___ Given records ___
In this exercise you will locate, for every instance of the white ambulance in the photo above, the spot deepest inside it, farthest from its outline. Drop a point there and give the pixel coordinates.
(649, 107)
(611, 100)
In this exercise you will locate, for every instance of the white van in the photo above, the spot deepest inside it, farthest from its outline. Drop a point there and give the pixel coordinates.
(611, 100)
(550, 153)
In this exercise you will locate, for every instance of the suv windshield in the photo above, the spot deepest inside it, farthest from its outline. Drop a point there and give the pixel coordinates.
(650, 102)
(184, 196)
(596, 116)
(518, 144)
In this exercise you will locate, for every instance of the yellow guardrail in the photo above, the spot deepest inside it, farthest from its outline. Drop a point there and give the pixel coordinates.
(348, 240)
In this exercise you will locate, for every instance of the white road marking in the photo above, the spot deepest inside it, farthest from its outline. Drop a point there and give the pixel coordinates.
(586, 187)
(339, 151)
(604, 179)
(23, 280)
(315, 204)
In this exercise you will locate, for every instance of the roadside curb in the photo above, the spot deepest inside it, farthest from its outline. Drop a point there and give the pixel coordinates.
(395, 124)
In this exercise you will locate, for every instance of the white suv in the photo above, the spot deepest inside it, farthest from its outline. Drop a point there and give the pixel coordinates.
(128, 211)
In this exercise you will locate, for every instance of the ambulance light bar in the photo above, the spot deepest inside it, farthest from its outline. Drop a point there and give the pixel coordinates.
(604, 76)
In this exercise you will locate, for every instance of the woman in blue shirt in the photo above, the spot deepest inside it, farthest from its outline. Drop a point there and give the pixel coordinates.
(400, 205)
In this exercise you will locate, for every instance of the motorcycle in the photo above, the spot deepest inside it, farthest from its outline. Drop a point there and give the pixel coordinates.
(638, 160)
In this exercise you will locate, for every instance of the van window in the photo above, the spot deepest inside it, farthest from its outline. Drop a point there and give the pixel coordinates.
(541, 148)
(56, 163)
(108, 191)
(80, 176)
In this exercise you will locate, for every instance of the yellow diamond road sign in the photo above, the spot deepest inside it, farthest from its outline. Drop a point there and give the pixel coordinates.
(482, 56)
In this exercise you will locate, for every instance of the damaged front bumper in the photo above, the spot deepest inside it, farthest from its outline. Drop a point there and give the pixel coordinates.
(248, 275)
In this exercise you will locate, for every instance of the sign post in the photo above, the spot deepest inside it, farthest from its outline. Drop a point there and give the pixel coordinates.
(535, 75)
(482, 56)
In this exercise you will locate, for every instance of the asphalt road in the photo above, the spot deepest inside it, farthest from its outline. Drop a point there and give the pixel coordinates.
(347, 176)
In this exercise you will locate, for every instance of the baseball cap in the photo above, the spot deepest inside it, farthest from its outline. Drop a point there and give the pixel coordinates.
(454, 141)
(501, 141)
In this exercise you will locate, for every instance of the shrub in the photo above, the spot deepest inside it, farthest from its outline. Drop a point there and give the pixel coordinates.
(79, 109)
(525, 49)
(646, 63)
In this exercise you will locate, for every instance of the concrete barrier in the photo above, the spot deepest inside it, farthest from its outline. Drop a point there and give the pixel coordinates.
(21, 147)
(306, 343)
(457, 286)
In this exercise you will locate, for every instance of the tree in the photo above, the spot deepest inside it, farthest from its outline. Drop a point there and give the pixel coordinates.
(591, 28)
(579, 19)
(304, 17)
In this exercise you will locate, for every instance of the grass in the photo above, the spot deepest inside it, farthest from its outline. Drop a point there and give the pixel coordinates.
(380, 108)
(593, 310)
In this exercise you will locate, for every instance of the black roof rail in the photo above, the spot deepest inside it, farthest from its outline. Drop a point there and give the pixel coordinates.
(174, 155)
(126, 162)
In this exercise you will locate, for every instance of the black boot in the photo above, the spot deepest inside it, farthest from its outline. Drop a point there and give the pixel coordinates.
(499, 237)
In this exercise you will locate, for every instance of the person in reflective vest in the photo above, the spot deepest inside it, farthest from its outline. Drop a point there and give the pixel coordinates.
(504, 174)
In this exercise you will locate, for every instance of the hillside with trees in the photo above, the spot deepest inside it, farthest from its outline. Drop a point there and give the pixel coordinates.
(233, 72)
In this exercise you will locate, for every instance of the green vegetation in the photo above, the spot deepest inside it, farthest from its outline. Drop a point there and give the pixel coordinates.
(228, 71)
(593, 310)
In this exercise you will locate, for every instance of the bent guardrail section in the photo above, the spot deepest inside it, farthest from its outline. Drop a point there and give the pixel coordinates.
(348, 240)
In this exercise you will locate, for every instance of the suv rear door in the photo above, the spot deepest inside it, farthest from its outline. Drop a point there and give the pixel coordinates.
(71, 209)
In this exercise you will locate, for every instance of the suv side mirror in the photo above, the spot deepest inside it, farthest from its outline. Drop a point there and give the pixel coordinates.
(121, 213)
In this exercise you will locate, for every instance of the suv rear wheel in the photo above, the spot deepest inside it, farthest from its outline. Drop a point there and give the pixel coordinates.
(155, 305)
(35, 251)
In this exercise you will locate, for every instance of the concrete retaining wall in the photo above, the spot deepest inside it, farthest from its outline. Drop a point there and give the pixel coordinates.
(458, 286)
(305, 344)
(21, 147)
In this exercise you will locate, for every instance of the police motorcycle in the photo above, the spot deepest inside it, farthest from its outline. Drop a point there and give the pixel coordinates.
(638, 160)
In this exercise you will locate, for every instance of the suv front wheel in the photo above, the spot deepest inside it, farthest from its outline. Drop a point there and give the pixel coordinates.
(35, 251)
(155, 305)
___
#### Stated task:
Please update the entries above so that each "pixel coordinates" becomes "x and y coordinates", keeping everything else the same.

#### Finished task:
In this exercise you will locate, for every instance of the white ambulance in the photo above, the spot deepest inside it, farthest from its outline. Drop a point there and give the x and y coordinates.
(649, 107)
(611, 100)
In this exercise you will locate, for every instance of the white van in the photo above, the spot deepest inside it, farthest from its outline. Drop a point there and give the x and y coordinates.
(611, 100)
(550, 153)
In this exercise you will locate, for every instance of the suv windshield in the photo above, the spot deepest inside it, farthest from its outline. Drop a point there and give the x and y coordinates.
(650, 102)
(184, 196)
(596, 116)
(518, 144)
In this exercise you will locate, for every instance of the yellow guardrail in the photo above, the spot deepest inside it, farthest from its outline. Drop a point there and give the x and y coordinates.
(348, 240)
In this exercise you will locate, for every instance of the white road marking in the photo above, the spot deepest inside it, farthest from its outline. Drop a point there and give the x and y coordinates.
(586, 187)
(339, 151)
(604, 179)
(23, 280)
(315, 204)
In this exercise you will locate, for every instance of the roadside curb in the photo above, the spot deepest inside it, farthest from its outline. Drop a point there and give the x and y coordinates.
(395, 124)
In this exercise you will locate, for every instance of the white suv in the photo above, the spot deepest inside it, farthest from its outline. Drop a point there and give the x and y coordinates.
(128, 211)
In this exercise you will locate, for every instance of the ambulance light bar in the photo above, the spot deepest inside it, farthest from its outline. Drop a point there and give the x and y coordinates.
(604, 76)
In this exercise you will locate, for every instance of the woman in blue shirt in the photo above, the spot deepest inside it, farthest from its outline. Drop a point there and give the x and y coordinates.
(400, 205)
In this exercise you will locate, for every instance of the motorcycle in the photo above, the spot deepest inside it, farthest from its outline. Drop a point there and give the x and y coordinates.
(638, 160)
In this exercise you will locate, for every instance of the van window in the photo above, the spot deepest inside it, farthest from its outline. Drop a point there and give the x and y coordinates.
(541, 148)
(56, 163)
(108, 191)
(80, 176)
In this exercise you will locate, for every instance of the yellow diamond road sign in the photo above, the spot deepest inside it, farthest from its outline. Drop a point there and give the x and y coordinates.
(482, 56)
In this exercise you will locate, for every instance of the damaged front bumper in the photo above, the spot deepest inside it, farthest from its outline. Drop a point there and give the x and y coordinates.
(248, 275)
In this exercise you will locate, for every instance of the sign post in the photo above, the spot deepest inside it, farthest from its outline. Drop a point there and give the x and y coordinates.
(535, 75)
(482, 56)
In this exercise you will locate, for every instance of the asphalt road in the photo above, the spot deepest inside it, farthest from its outline. Drop a point there and give the x and y coordinates.
(347, 176)
In this exercise you will locate, for every instance of the baseball cap in the photo above, the spot deepest inside it, farthest from its outline. Drop a point there and give the x and y coordinates.
(454, 141)
(501, 141)
In this exercise you will locate, for every instance of the shrub in the photo above, the spot deepest inside it, farthest from its outline. Drop a point there and give the x and y coordinates.
(79, 109)
(525, 49)
(646, 63)
In this exercise you will locate, for every instance of the concrete barrier in the photo above, the spot deepest inside it, farthest from its outline. Drop a point there and give the x and y coordinates.
(21, 147)
(306, 343)
(457, 286)
In this exercise you will locate, for every instance of the tree in the photo above, the spot deepest inside it, farthest from its outline. Drop a point there and give the x and y coordinates.
(591, 28)
(579, 19)
(304, 17)
In this exercise you will locate, for every instance of the grass in the photo above, the spot deepest inside it, farthest from its outline. Drop a point there and give the x and y coordinates.
(380, 108)
(593, 310)
In this exercise you will locate, for every instance of the black roof rail in the photo above, the spot deepest inside it, farthest from its outline. Drop a point there and give the x and y coordinates.
(174, 155)
(126, 162)
In this exercise you will locate, for every instance of the black boot in the photo above, the spot deepest inside it, farthest from its outline. Drop a point there and give the x and y coordinates.
(499, 237)
In this exercise you will locate, for every instance of the person in reflective vest in the photo above, the spot deepest inside it, farthest from its outline. Drop a point there and give the x and y coordinates.
(504, 174)
In this exercise you will locate, for every instance of the hillside with trees in the photo above, the spot deepest inside it, farthest from its outline. Drop a point there and give the x and y coordinates.
(233, 72)
In this exercise you will locate, for every instance of the green vegetation in the photo above, the spot deepest inside it, farthest from its outline. Drop a point there and give the x and y coordinates.
(228, 71)
(593, 310)
In this exercise you will locate, for every instance of the bent guardrail section in the photo above, the spot deepest inside it, farthest from its outline. Drop a point there and give the x and y coordinates.
(348, 240)
In this exercise you will locate, for every instance of the suv rear door in the photo above, the spot deepest inside it, farthest from its outline. Drop a point there and give the x and y coordinates.
(71, 209)
In this exercise you will locate, for every instance of the suv side mirror in the photo above, the spot deepest inside it, farthest from its outline. Drop a point there and give the x and y coordinates.
(121, 213)
In this exercise you will locate, for every instance of the suv rear wheel in the photo above, the spot deepest inside it, farthest from its outline. Drop a point there and give the x and y coordinates.
(155, 305)
(35, 251)
In this exercise you will locate, for every instance of the concrete retaining wall in the photo above, the spot deepest inside it, farthest from its outline. Drop a point there and give the x and y coordinates.
(458, 286)
(305, 344)
(21, 147)
In this exercise you will locate, for every instance of the police motorcycle in the photo above, the spot deepest inside it, farthest from its outline. Drop a point there and give the x and y coordinates.
(638, 160)
In this exercise you will locate, for every instance of the suv front wheel in the photo above, the spot deepest inside it, farthest from its outline. Drop a point there and give the x and y coordinates.
(35, 251)
(155, 305)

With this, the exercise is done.